— BEGIN DATASET ENTRIES —

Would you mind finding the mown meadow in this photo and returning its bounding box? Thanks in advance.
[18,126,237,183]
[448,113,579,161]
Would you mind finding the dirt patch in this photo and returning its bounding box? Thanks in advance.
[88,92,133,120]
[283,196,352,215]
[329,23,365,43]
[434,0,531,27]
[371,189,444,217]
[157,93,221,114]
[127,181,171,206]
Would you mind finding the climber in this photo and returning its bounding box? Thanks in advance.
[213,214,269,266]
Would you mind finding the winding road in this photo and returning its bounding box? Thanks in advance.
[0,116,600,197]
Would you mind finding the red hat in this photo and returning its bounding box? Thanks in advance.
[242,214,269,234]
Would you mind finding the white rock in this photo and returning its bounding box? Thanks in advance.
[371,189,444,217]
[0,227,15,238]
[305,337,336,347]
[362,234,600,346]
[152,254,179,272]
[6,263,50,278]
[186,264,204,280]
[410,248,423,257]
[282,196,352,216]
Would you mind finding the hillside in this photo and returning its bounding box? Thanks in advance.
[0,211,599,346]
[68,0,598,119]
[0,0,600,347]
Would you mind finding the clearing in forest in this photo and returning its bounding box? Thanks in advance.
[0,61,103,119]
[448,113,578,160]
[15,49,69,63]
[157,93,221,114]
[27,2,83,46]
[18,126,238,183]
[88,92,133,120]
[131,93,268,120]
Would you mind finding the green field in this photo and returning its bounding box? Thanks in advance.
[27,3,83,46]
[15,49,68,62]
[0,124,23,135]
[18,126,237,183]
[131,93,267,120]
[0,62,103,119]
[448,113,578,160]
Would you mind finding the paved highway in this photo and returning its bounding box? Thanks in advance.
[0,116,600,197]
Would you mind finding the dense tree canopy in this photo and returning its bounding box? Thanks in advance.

— END DATASET ENTRIES —

_EXERCISE REQUIREMENTS_
Repeat each of the lines above word for word.

_CORRECT OUTPUT_
Would you mind finding the mown meadow in this photo and returning its bounding box? Thanks in advance.
[18,126,237,183]
[448,113,579,161]
Would you mind finding the dirt patch in this photo and returning its bounding box? Thanks in advance.
[88,92,133,120]
[283,196,352,215]
[329,23,365,43]
[434,0,531,27]
[371,189,444,217]
[157,93,221,114]
[127,181,171,206]
Would you mind finding the climber in this photo and returning its bounding box? Thanks in advance.
[213,214,269,266]
Would you mind finding the winding road in this photo and returning its bounding box? Thanks in advance.
[0,116,600,197]
Would you mind finding the red hat in this photo and returning its bounding box? Thanks in advance.
[242,214,269,234]
Would you mind finding the white rock in this photo and returning its bounding box? Thanks in advance.
[371,189,444,217]
[0,227,15,238]
[305,337,336,347]
[362,234,600,346]
[152,254,179,272]
[6,263,50,278]
[186,264,204,280]
[410,248,423,257]
[282,196,352,216]
Would you mind finding the hillside in this photo and returning its bounding box? Thanks in advance.
[0,211,599,346]
[68,0,598,119]
[0,0,600,347]
Would you mind finding the clearing in forest in this photo and returning its bounding box? Thanks in advance.
[0,61,103,119]
[448,113,578,160]
[15,49,69,63]
[157,93,221,114]
[27,2,83,46]
[18,126,238,183]
[88,92,133,120]
[131,93,268,120]
Would you mind finding the green field in this photo and returning its bounding box? Thanks in advance.
[27,3,83,46]
[15,49,68,62]
[0,124,23,135]
[18,126,237,183]
[131,93,267,120]
[0,62,103,119]
[448,113,578,160]
Would you mind finding the paved highway in this photo and returning its bounding box? Thanks in advance.
[0,116,600,197]
Would you mind finding the dense tree canopy in this photo and returning its bounding box? Thanks in advance.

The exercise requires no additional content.